::: Entries provided
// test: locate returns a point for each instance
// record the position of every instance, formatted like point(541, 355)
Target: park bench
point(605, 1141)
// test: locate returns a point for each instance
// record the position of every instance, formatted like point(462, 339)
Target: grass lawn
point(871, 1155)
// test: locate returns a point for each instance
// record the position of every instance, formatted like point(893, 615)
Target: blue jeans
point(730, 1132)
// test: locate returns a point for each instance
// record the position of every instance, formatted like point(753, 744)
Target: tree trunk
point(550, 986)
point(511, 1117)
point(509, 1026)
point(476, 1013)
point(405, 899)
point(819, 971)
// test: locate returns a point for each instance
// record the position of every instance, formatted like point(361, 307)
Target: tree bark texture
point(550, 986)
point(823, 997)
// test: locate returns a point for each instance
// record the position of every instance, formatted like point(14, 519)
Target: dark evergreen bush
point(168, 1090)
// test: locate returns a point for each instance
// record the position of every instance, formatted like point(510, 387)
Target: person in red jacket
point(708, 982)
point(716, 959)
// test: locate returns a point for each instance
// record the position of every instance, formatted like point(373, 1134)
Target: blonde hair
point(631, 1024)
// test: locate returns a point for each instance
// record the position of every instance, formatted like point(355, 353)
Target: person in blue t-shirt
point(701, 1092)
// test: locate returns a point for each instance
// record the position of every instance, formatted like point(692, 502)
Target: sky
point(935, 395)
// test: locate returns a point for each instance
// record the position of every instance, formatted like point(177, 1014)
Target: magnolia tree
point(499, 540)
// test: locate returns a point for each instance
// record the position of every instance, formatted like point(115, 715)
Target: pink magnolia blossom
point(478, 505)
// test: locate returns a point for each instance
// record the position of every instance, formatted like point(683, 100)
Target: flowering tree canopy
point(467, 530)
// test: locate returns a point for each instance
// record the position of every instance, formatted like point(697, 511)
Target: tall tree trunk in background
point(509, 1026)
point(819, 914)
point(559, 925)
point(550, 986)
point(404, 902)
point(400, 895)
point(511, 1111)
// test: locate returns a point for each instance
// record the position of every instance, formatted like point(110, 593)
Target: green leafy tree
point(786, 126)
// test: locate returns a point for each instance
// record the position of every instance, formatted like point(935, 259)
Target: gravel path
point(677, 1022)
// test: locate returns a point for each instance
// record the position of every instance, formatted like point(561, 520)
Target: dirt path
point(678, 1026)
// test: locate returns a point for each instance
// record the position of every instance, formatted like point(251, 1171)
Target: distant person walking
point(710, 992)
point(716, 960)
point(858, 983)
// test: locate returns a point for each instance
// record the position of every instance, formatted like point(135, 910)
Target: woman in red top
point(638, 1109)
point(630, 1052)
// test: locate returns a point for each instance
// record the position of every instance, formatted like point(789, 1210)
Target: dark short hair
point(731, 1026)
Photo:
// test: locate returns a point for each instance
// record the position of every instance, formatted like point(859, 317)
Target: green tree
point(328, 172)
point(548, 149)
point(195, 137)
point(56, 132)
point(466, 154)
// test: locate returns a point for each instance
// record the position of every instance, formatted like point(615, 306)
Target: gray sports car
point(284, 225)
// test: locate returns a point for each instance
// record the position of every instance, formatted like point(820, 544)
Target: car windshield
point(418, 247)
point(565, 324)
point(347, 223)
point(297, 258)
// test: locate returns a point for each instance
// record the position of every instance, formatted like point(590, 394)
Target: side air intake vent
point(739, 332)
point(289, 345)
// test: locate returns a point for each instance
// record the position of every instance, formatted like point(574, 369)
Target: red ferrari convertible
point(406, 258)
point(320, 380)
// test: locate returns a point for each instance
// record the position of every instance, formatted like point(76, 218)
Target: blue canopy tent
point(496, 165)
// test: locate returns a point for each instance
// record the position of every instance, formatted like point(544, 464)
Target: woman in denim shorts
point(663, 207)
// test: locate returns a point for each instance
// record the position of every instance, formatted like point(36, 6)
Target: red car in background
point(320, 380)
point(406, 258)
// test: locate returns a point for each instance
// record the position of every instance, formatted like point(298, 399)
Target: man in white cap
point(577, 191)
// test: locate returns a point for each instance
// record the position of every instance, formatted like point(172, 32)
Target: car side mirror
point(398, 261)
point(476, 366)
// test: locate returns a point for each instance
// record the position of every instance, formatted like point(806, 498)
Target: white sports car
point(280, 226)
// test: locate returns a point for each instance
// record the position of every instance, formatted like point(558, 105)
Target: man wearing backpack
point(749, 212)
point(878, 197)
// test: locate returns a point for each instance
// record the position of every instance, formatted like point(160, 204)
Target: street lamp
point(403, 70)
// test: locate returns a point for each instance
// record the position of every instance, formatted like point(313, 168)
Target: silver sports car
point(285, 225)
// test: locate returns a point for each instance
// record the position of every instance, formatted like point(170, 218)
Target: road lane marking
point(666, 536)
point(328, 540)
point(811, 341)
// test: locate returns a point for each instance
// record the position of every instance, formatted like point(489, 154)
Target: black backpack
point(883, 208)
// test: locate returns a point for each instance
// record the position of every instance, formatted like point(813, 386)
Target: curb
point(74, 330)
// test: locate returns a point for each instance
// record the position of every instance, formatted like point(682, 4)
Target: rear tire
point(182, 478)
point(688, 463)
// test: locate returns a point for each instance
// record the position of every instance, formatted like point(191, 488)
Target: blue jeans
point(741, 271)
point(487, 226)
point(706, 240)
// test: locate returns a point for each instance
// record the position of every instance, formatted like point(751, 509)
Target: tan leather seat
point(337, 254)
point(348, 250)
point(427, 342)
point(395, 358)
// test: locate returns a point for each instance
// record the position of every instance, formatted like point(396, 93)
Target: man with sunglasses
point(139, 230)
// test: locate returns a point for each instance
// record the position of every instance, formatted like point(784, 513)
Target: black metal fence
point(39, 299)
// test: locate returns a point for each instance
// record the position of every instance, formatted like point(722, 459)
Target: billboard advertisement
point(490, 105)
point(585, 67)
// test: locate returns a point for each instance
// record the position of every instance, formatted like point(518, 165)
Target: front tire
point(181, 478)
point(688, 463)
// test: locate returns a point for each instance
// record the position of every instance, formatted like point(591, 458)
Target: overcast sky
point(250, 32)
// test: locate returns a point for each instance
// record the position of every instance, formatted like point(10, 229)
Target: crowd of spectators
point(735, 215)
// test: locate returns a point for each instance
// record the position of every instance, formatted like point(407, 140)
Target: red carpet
::::::
● What needs to be done
The answer consists of every entry, returned exactly.

● Output below
// test: locate returns a point for each instance
// record the position of every instance, formatted like point(541, 355)
Target: park bench
point(605, 1141)
// test: locate returns a point for each instance
// record the position of every instance, formatted like point(462, 339)
Target: grass lawn
point(871, 1155)
// test: locate returns a point for each instance
// record the position of every instance, formatted like point(893, 615)
Target: blue jeans
point(730, 1132)
// test: locate returns a point for each instance
// record the position of every instance, formatted like point(753, 744)
Target: tree trunk
point(550, 986)
point(511, 1117)
point(509, 1026)
point(476, 1013)
point(405, 899)
point(819, 971)
// test: locate returns a point for each instance
// record the position of every instance, formatted like point(361, 307)
Target: tree bark texture
point(550, 986)
point(823, 997)
// test: locate returns a point for each instance
// record the position of every instance, formatted like point(14, 519)
Target: dark evergreen bush
point(168, 1090)
// test: locate returns a point for each instance
// record the position of every instance, formatted like point(510, 387)
Target: person in red jacket
point(708, 982)
point(716, 959)
// test: locate returns a point for each instance
// record the position of every instance, formatted like point(373, 1134)
Target: blonde hair
point(631, 1024)
// test: locate returns a point for each instance
// record the position of every instance, formatted like point(355, 353)
Target: person in blue t-shirt
point(701, 1092)
// test: locate returns a point for each instance
// record the position of every instance, formatted like point(692, 502)
Target: sky
point(935, 395)
// test: locate returns a point for each instance
// record the position of every instance, formatted like point(177, 1014)
Target: magnolia tree
point(499, 540)
// test: locate returns a point for each instance
// record the position of every instance, formatted like point(115, 715)
Target: pink magnolia blossom
point(478, 505)
// test: locate returns a point for each instance
// record the position of every instance, formatted like point(683, 100)
Target: flowering tree canopy
point(467, 530)
// test: locate returns a point for each instance
// record the position of every instance, formatted like point(697, 511)
Target: tall tree trunk in background
point(509, 1026)
point(819, 914)
point(559, 925)
point(550, 986)
point(404, 902)
point(400, 895)
point(511, 1111)
// test: locate returns a point for each instance
// record the position of every instance, formatted like point(110, 593)
Target: green leafy tree
point(786, 126)
// test: locate returns a point for each instance
// record the position of every instance, formatted like point(935, 259)
Target: gravel path
point(677, 1022)
// test: locate returns a point for each instance
// record the position of every instance, formatted like point(561, 520)
Target: dirt path
point(678, 1026)
// test: locate returns a point for each instance
// record the position of every instance, formatted like point(251, 1171)
Target: distant person walking
point(710, 992)
point(716, 960)
point(858, 983)
// test: locate returns a point for each instance
// record the position of every instance, formatted like point(135, 910)
Target: woman in red top
point(638, 1109)
point(630, 1052)
// test: locate returns a point for each instance
// record the position of every instance, formatted like point(789, 1210)
Target: dark short hair
point(731, 1026)
Photo:
// test: locate returns a point for each instance
// record the position of every instance, formatted like point(859, 317)
Target: green tree
point(328, 172)
point(548, 149)
point(195, 137)
point(56, 132)
point(466, 154)
// test: locate returns a point for each instance
// record the position of every instance, formatted like point(615, 306)
Target: gray sports car
point(284, 225)
// test: locate returns a point for each instance
// record the position of every instance, formatted like point(820, 544)
Target: car windshield
point(418, 247)
point(565, 324)
point(347, 223)
point(297, 258)
// test: locate returns a point for each instance
// record the position of every instance, formatted like point(590, 394)
Target: side air intake vent
point(739, 332)
point(289, 345)
// test: locate returns a point for each instance
// record the position of every instance, formatted like point(574, 369)
Target: red ferrari convertible
point(406, 258)
point(320, 380)
// test: locate returns a point for each instance
// record the position of every instance, formatted like point(76, 218)
Target: blue canopy tent
point(496, 165)
// test: locate returns a point for each instance
// record the position of every instance, formatted like point(544, 464)
Target: woman in denim shorts
point(663, 207)
// test: locate returns a point for each instance
// record the position of every instance, formatted like point(36, 6)
Target: red car in background
point(320, 380)
point(406, 258)
// test: locate returns a point for each instance
// record the position of every instance, formatted like point(298, 399)
Target: man in white cap
point(577, 191)
// test: locate returns a point for each instance
// record the position of every instance, formatted like point(172, 32)
Target: car side mirror
point(398, 261)
point(476, 366)
// test: locate returns a point for each instance
// record the position of every instance, formatted like point(806, 498)
Target: white sports car
point(280, 226)
// test: locate returns a point for each instance
// record the position of every instance, formatted like point(558, 105)
Target: man wearing backpack
point(749, 212)
point(878, 197)
// test: locate returns a point for each instance
// record the position of every instance, formatted like point(160, 204)
Target: street lamp
point(403, 70)
// test: locate returns a point for each instance
// record the position of every instance, formatted like point(313, 168)
Target: silver sports car
point(285, 225)
// test: locate returns a point for each instance
// record the position of every instance, formatted like point(170, 218)
Target: road lane marking
point(666, 536)
point(328, 540)
point(811, 341)
// test: locate returns a point for each instance
// record the position of every instance, formatted like point(489, 154)
Target: black backpack
point(883, 208)
// test: locate returns a point for each instance
// record the position of every instance, formatted like point(813, 386)
Target: curb
point(74, 330)
// test: locate returns a point for each instance
// record the position of every instance, formatted like point(682, 4)
Target: rear tire
point(182, 478)
point(688, 463)
// test: locate returns a point for each instance
// record the position of every instance, formatted like point(191, 488)
Target: blue jeans
point(741, 271)
point(487, 226)
point(706, 240)
// test: locate returns a point for each instance
// record the position of every instance, formatted like point(751, 509)
Target: tan leather seat
point(337, 254)
point(348, 250)
point(427, 342)
point(395, 358)
// test: locate returns a point for each instance
// record the position of every instance, formatted like point(396, 93)
Target: man with sunglasses
point(139, 230)
// test: locate returns a point for each instance
// record the position of every instance, formatted like point(784, 513)
Target: black metal fence
point(39, 299)
// test: locate returns a point for each instance
// record the position of every instance, formatted like point(722, 459)
Target: billboard advertisement
point(490, 105)
point(585, 67)
// test: locate returns a point for each instance
// record the position of every instance, formatted like point(518, 165)
Target: front tire
point(181, 478)
point(688, 463)
// test: locate returns a point for each instance
// record the position of every instance, formatted like point(591, 458)
Target: overcast sky
point(250, 32)
// test: locate returns a point for each instance
// record the position of every instance, formatted like point(10, 229)
Target: crowd of spectators
point(735, 215)
// test: locate returns a point for each instance
// record the position of every instance, formatted like point(407, 140)
Target: red carpet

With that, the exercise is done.